Exercise: In the part of the listing that opens with the line containing "Trace the outline of every instance of the black" and closes with the line containing "M136 235L236 235L235", swap "tile wall" for "brick wall". Return only those lines, with everything else left unchanged.

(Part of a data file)
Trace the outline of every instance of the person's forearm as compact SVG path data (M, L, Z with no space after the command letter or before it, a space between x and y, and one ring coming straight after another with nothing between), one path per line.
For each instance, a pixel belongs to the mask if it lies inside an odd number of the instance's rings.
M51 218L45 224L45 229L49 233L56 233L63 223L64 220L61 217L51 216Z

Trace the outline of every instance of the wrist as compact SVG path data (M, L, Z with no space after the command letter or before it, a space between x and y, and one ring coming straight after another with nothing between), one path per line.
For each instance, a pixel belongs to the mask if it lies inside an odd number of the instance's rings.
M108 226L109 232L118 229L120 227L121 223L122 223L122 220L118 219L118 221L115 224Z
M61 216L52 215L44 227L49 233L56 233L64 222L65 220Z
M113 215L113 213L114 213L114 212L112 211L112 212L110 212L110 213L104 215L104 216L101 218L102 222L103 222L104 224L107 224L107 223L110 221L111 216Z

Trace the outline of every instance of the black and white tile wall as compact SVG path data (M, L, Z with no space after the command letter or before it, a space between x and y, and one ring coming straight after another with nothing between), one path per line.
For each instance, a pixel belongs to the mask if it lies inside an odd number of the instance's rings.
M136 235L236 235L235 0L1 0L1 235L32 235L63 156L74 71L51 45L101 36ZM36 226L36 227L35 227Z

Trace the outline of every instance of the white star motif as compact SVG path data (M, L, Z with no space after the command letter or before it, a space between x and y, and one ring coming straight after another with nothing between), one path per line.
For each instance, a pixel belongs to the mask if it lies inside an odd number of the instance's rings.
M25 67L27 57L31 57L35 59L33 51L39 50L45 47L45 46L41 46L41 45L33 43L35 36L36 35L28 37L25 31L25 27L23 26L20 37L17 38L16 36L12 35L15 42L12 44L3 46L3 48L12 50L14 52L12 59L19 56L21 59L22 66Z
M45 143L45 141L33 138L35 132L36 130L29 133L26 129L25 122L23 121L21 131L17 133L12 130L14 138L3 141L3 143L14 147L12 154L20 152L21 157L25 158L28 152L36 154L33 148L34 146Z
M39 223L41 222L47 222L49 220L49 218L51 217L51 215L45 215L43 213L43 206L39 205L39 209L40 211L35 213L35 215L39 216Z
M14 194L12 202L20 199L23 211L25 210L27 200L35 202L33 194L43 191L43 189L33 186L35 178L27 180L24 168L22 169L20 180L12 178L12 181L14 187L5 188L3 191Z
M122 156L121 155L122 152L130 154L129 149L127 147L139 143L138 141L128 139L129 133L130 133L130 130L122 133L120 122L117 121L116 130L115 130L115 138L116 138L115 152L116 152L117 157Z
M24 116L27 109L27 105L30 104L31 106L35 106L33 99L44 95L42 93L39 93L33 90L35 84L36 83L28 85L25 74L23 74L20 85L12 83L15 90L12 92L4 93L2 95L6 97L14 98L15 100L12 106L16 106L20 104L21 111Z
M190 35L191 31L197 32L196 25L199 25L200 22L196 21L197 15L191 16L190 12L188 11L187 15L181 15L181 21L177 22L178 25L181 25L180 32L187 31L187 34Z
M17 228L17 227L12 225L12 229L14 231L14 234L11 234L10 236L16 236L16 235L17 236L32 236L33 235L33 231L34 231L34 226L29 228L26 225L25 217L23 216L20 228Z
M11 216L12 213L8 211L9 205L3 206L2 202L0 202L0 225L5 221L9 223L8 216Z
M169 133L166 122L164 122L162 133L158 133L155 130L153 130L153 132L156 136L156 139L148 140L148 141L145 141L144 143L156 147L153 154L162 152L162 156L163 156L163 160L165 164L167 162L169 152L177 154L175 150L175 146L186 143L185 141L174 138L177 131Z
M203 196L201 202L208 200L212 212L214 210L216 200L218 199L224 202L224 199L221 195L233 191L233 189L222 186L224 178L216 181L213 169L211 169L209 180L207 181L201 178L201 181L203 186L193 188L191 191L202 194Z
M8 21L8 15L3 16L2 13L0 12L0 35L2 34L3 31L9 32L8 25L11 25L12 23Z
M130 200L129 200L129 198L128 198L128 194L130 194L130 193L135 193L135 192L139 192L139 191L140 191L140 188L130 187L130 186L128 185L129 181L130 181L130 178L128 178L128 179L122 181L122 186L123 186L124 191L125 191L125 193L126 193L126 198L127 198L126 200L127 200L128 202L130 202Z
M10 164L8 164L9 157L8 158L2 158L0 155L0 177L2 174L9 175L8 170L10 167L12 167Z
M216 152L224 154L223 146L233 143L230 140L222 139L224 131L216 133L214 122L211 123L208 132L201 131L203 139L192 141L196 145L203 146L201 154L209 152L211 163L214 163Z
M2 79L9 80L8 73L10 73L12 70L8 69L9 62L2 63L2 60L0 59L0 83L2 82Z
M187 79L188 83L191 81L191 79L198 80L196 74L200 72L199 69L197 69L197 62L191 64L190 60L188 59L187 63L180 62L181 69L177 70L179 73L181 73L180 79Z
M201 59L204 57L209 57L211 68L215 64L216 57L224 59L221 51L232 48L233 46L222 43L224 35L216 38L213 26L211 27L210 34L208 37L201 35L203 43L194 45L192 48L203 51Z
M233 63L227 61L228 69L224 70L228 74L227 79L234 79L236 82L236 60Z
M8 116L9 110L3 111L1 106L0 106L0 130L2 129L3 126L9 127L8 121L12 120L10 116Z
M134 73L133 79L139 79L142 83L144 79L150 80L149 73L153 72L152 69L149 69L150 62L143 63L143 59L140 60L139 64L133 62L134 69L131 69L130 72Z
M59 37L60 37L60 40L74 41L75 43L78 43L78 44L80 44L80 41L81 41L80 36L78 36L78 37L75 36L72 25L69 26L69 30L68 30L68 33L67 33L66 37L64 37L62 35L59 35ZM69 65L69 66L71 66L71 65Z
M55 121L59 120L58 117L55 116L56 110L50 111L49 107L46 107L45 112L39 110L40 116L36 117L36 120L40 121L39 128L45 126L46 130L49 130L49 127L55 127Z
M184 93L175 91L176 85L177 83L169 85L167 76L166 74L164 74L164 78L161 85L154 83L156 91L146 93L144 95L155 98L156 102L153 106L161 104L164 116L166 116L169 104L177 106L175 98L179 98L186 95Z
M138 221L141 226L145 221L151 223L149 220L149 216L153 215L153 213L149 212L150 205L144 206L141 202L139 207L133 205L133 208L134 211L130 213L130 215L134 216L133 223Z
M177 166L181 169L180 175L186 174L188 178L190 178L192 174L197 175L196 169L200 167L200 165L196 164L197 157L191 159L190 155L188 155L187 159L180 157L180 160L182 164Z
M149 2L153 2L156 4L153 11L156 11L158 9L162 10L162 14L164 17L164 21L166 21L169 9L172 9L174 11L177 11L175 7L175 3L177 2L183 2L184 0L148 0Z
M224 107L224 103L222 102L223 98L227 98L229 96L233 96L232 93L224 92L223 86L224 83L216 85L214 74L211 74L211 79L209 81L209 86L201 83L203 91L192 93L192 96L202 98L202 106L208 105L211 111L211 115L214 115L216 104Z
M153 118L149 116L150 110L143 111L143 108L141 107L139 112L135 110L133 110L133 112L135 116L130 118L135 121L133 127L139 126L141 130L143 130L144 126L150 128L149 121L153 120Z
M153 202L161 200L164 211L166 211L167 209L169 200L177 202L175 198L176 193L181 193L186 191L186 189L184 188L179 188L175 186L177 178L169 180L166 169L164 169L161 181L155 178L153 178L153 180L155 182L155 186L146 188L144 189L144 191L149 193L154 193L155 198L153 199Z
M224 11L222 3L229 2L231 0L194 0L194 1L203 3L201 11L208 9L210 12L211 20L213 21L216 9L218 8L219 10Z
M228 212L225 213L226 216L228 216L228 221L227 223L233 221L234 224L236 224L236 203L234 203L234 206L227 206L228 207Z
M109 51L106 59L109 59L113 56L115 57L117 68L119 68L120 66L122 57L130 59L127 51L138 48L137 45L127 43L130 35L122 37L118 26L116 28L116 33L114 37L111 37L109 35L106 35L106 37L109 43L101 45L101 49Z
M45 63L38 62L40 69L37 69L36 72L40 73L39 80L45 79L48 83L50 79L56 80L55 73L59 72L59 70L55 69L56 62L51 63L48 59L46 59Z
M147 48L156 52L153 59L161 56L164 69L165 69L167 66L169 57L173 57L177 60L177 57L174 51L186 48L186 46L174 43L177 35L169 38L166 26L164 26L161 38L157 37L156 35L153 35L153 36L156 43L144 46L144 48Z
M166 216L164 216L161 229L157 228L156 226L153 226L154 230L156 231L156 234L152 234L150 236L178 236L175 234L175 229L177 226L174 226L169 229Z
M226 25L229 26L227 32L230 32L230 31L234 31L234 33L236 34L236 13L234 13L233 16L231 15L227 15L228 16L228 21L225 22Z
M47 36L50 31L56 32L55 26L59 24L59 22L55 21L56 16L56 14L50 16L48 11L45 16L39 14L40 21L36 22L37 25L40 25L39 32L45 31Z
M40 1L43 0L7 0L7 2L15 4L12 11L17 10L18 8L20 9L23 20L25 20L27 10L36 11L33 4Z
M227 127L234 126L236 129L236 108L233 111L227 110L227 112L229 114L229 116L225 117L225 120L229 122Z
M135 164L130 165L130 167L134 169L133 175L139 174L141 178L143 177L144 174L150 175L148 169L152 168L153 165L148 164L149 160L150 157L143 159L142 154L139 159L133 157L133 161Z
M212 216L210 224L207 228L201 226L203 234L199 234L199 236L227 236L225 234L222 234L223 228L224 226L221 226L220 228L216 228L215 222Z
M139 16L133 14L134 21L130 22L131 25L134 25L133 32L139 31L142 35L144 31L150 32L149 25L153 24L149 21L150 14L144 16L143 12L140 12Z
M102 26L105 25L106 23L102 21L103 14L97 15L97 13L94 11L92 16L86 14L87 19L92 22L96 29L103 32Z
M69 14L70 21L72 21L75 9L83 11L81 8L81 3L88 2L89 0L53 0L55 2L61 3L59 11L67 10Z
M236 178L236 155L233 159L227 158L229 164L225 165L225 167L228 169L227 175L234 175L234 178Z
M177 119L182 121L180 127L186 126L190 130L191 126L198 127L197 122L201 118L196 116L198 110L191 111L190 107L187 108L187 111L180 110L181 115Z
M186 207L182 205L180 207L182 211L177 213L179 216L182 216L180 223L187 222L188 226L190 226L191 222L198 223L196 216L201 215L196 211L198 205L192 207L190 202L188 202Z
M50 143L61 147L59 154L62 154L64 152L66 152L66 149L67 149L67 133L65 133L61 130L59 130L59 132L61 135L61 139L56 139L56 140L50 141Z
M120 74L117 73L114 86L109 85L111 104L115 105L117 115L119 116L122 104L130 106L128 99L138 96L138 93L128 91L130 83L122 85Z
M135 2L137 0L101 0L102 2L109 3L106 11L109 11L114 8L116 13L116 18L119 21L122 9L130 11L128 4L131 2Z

Response to this exercise:
Trace the outline of every instance of the black and white brick wall as compact SVG path data (M, L, Z with no space after the command letter or before it, a space between x and y, and one ring coming straight after another with nothing between), one path per line.
For each instance, a pixel belongs to the mask if it lies inside an odd number of the instance's rings.
M136 235L236 235L235 0L1 0L1 235L32 235L63 156L74 71L51 45L101 36ZM36 226L36 227L35 227Z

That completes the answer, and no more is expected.